■ **Your assignment**:
Your job is to set down the stretch of entries that opens with the line containing "Query: river water" and closes with the line containing "cap brim in". Keep both end lines, copy each exactly, and add nothing.

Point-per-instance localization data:
══════════

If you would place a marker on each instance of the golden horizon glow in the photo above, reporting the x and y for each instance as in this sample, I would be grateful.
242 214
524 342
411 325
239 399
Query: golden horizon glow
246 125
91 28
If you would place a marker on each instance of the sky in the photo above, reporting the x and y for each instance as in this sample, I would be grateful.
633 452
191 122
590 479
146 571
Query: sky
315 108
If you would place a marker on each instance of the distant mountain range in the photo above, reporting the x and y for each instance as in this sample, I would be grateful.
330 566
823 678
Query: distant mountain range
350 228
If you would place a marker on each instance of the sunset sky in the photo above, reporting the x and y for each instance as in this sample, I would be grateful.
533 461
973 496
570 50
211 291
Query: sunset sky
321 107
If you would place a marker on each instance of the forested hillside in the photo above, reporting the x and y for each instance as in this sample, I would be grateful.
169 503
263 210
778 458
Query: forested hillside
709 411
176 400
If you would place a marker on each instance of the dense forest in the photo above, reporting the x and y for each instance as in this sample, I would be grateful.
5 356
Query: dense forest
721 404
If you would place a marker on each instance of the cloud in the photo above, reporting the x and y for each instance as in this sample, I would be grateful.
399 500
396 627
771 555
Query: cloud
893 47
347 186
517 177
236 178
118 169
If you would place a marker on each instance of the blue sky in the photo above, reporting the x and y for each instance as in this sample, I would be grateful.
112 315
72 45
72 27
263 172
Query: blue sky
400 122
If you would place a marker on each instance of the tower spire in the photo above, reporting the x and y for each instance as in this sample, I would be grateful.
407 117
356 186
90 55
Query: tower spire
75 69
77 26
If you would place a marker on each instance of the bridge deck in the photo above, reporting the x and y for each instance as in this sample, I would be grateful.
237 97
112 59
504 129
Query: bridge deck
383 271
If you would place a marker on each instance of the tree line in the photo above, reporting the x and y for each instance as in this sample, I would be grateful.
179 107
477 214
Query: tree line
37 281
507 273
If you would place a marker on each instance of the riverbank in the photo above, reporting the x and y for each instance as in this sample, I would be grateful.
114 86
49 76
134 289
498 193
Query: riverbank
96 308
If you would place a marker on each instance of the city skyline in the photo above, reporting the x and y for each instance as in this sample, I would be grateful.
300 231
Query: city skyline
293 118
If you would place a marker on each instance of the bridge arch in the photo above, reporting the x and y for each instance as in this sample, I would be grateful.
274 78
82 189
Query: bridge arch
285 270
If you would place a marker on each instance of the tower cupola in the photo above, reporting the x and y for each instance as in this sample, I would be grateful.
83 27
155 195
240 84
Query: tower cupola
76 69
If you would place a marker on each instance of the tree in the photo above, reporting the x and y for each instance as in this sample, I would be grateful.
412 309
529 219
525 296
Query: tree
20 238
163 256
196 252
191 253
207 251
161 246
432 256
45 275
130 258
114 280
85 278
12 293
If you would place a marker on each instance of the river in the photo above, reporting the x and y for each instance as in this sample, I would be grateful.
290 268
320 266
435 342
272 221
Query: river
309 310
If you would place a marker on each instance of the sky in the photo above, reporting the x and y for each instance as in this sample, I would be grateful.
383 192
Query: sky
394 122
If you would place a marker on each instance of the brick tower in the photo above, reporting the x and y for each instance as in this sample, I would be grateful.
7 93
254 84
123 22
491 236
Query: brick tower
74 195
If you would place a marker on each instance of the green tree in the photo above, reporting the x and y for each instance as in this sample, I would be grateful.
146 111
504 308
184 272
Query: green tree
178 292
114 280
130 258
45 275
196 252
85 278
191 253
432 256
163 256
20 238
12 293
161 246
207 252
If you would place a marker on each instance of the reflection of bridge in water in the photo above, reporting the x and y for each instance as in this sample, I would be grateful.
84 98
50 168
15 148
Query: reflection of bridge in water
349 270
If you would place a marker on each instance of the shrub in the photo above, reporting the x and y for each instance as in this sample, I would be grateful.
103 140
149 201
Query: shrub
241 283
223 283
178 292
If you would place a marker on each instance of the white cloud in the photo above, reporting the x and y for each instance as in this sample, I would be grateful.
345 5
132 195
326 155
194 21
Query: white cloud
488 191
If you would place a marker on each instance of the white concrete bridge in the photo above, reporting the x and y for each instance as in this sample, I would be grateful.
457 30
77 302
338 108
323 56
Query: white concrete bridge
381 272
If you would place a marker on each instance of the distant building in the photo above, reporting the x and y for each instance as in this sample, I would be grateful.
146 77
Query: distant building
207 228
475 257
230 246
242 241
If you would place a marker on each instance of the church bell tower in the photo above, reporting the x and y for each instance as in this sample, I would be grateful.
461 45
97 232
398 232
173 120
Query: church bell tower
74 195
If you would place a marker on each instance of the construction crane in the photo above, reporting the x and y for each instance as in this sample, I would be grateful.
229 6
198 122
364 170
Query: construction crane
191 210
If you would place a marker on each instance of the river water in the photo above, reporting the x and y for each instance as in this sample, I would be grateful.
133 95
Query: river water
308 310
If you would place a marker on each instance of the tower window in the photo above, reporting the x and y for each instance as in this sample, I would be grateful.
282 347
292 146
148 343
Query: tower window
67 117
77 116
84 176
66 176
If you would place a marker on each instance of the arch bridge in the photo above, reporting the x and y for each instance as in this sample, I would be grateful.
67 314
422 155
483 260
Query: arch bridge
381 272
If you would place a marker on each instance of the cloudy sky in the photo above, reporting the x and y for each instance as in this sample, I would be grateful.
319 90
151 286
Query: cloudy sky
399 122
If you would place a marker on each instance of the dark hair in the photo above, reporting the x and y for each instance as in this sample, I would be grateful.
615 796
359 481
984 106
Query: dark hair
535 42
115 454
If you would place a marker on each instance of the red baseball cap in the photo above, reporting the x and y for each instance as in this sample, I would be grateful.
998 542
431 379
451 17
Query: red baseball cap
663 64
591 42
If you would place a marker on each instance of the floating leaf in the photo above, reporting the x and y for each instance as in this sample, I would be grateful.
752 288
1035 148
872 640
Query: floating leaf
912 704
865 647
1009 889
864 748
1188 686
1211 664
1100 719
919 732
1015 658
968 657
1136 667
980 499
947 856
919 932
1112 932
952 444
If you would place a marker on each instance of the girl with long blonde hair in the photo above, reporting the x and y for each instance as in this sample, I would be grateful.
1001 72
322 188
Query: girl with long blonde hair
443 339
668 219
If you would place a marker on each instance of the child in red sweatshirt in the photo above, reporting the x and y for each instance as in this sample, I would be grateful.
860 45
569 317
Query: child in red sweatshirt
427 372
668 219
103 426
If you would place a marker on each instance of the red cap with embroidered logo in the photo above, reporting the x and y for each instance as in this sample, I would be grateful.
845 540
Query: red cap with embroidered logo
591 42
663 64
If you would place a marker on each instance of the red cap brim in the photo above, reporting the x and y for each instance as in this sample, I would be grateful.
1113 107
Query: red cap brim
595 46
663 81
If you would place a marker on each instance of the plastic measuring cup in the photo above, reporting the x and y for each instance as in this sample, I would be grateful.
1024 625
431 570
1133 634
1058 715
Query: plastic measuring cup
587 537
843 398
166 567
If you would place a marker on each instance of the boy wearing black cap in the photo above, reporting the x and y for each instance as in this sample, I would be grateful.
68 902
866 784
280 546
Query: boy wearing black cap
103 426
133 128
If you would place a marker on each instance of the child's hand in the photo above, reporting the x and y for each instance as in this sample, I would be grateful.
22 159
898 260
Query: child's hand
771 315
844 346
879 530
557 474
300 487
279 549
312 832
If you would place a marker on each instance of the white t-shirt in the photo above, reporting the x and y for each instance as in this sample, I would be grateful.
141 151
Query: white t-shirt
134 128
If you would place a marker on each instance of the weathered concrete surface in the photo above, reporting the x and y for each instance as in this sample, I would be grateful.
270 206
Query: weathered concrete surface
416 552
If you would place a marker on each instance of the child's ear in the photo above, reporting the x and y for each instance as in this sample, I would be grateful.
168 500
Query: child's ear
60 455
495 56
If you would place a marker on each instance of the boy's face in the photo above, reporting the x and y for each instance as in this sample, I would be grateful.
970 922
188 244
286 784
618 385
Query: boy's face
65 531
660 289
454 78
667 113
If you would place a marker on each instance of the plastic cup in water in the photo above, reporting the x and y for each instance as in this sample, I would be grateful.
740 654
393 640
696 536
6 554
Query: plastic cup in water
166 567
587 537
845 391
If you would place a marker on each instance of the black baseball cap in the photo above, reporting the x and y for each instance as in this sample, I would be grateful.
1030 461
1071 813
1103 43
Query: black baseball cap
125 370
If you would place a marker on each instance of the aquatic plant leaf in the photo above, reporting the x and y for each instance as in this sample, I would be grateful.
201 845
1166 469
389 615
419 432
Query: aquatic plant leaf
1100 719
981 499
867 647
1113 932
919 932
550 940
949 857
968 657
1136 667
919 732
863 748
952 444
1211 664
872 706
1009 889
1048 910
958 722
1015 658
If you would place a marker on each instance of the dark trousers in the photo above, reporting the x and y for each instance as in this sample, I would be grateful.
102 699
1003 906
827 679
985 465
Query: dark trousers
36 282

══════════

■ **Solution for this problem**:
Query: river water
308 310
If you would place a marker on each instance of the tower window in the photo above, reporting the x and y for each instance as in this sample, I would be grateful.
282 347
292 146
148 343
Query: tower window
67 117
77 116
84 176
66 176
If you would place a marker on each instance of the arch bridge in the photo above, reporting the x and y for each instance as in this sample, I would be grateful.
67 314
422 155
483 260
Query: arch bridge
381 272
If you would place a marker on each instance of the cloudy sky in the photo above, reporting the x and y for each instance as in this sample, I would be grateful.
319 90
151 286
Query: cloudy sky
399 122
If you would place a marker on each instance of the dark hair in the photo above, reporting the x and y for each instance as in this sample, I would be grateful.
615 796
359 481
984 106
Query: dark hair
535 42
115 454
If you would place a marker on each instance of the red baseball cap in the photo above, reporting the x and y for each instance as in this sample, I would be grateful.
998 542
431 379
451 17
Query: red baseball cap
663 64
591 42
If you would place a marker on each instance of the floating leaf in the photo above, reporting the x and y for each instance as in this sample, I would be grateful.
752 288
1035 148
872 640
Query: floating leaf
912 704
865 647
1009 889
864 748
1188 686
1211 664
1100 719
919 732
1015 658
968 657
1136 667
980 499
947 856
919 932
1112 932
952 444
If you would place a marker on each instance of the girl with long blonde hair in the photo above, reporting the x and y for each instance as in this sample, I would be grateful.
1001 72
322 188
Query: girl with long blonde hair
443 339
668 219
If you would place a marker on each instance of the child in red sweatshirt in the photo above, reporting the x and y for each instance as in this sample, I would be grateful.
860 45
569 317
Query: child in red sweatshirt
427 372
668 219
103 426
If you would place a marker on each instance of the red cap with embroidered logo in the photo above, reporting the x and y for each instance as in this sample, I would be grateful.
845 540
Query: red cap with embroidered logo
591 42
663 64
If you would place a marker on each instance of the red cap brim in the photo above, reporting the x and y for each instance as in this sample, I would be grateful.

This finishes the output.